* Text shown *
==========

Enterprise app stores are all the rage, but do they solve the BYOD security conundrum?

The short answer: “no.”

The trend that Forrester Research famously dubbed the “consumerization of IT” is, just a short time later, accepted practice in the modern workplace. We see it every day, as workers migrate off of older generation cell phones to powerful smart phones like the iPhone and Android devices and companies abandon the enterprise friendly Blackberry platform en masse.

Security has taken a back seat, as it often does. In just one measure of this phenomenon, Price Waterhouse Coopers found in its latest “Global State of Security” report that 88% of consumers use a personal mobile device for work purposes. Alas, just 45% of the companies responding to the PWC survey said they had a security strategy to address personal devices in the workplace. An even smaller share - 37% - said they had taken steps to protect those devices from malicious software. “Technology adoption,” PWC concluded “Is moving faster than security.”

Nowhere is the push and pull of technology adoption and security more evident than in the running debate over the wisdom of BYOD – or “bring your own device” – policies. And one of the biggest bones of contention in the BYOD debate is over mobile application stores. Employers who have embraced BYOD have a lot more confidence in the integrity of Apple’s iOS and Google’s Android operating system than they do of either company’s application marketplace.

==========

* Recorded data *

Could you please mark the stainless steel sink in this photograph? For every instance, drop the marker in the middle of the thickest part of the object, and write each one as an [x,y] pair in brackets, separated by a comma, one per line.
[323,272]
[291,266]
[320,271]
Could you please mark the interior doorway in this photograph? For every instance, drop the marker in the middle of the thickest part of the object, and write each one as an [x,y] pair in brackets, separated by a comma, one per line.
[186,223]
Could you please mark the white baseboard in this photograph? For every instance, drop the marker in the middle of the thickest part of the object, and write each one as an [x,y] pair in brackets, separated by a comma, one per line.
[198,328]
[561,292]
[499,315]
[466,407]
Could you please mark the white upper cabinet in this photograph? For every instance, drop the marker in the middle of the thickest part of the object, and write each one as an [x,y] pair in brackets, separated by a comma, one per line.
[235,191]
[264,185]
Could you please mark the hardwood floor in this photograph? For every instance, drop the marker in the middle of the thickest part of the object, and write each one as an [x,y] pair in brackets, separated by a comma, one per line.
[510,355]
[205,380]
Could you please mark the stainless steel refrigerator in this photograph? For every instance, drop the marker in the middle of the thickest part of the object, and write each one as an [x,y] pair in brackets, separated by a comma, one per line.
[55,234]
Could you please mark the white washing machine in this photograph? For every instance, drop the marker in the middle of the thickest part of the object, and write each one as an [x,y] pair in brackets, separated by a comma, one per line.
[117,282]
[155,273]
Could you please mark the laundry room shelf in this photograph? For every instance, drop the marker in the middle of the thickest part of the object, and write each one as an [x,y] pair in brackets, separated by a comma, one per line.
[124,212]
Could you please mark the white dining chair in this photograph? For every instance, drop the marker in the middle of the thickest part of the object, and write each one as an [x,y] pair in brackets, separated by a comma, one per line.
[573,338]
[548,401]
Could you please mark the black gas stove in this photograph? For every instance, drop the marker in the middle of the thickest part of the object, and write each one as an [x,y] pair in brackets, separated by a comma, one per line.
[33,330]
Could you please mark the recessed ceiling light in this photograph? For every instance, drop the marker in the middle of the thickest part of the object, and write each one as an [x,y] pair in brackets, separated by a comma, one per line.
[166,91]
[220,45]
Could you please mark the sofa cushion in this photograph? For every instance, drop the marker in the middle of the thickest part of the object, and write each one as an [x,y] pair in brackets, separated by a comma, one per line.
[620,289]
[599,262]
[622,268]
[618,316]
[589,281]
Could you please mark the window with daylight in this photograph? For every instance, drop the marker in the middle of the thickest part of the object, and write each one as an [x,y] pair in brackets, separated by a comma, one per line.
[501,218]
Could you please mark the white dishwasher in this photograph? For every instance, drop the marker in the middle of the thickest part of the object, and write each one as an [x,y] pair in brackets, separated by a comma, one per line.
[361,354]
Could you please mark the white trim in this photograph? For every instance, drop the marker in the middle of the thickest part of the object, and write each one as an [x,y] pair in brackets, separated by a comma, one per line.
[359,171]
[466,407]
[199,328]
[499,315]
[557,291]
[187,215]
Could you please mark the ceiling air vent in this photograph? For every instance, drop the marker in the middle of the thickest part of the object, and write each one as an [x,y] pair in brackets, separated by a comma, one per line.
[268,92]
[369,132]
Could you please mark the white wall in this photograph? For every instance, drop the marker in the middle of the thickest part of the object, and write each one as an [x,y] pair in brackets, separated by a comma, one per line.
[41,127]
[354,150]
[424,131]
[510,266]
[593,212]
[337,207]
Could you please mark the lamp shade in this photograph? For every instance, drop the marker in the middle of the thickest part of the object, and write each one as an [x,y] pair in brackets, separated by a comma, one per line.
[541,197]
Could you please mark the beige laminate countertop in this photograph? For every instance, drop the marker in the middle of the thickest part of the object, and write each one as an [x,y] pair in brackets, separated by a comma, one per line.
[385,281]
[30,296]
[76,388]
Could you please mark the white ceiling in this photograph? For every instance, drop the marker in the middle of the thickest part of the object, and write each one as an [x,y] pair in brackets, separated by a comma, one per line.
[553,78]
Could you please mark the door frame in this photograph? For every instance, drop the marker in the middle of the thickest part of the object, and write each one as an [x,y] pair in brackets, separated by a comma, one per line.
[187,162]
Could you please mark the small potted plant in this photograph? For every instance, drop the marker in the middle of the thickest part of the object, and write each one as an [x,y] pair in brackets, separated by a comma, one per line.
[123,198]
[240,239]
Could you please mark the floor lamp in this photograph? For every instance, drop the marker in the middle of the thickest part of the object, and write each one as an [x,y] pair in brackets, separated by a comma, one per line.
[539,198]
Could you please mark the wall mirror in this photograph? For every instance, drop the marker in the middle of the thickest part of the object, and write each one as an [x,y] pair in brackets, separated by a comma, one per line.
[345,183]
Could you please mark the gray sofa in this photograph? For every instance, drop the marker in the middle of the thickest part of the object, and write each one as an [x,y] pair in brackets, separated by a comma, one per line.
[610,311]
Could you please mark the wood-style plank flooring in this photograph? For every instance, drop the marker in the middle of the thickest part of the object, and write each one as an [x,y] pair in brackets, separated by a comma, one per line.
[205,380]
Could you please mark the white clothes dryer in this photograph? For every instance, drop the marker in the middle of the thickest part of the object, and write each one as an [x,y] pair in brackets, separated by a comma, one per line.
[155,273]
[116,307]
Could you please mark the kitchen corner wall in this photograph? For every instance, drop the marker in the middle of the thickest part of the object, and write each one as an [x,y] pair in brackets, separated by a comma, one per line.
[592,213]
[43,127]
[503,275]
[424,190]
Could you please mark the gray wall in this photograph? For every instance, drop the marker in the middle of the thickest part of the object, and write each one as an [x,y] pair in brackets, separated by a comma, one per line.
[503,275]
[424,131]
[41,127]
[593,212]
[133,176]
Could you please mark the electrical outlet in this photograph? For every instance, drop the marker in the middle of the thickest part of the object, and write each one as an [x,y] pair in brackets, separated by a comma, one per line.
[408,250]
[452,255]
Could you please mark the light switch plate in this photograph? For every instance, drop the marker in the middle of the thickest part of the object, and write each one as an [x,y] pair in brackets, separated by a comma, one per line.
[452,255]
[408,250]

==========

* What the exercise asks *
Extend the article on enterprise app stores and BYOD security, starting after its last sentence. The records were gathered from a separate source.

* Final answer *
There’s a good reason for their apprehension. Most of the malicious activity in the mobile space has come by way of malicious applications that were downloaded from official and unofficial application marketplaces. As Veracode’s Tyler Shields noted here in May, mobile application related risks are among the most serious in the mobile space. (http://www.securelist.com/en/blog/208193641/Find_and_Call_Leak_and_Spam)

So what’s a security-conscious enterprise to do?

An emerging consensus is that a “walled garden” approach – in the form of closed enterprise-specific mobile application stores - is best. The concept has attracted the attention of both large companies and venture-funded startups. Cisco Systems has its AppHQ and SAP’s SAP Store offering a platform for enterprises to offer their own mobile app stores. Companies like Zenprise have followed suit. Just this week, the mobile security firm Good Technologies acquired enterprise app store startup AppCentral to compliment Good’s mobile device management platform. There are rumors, as well, that Apple, itself, may get into the enterprise mobile application marketplace business, allowing companies to manage their mobile device population with branded versions of the iTunes app store.

Employees can still use their own phones and tablets at work – but enterprises have more control over what they can do with them. Perfect, right? Well, maybe not.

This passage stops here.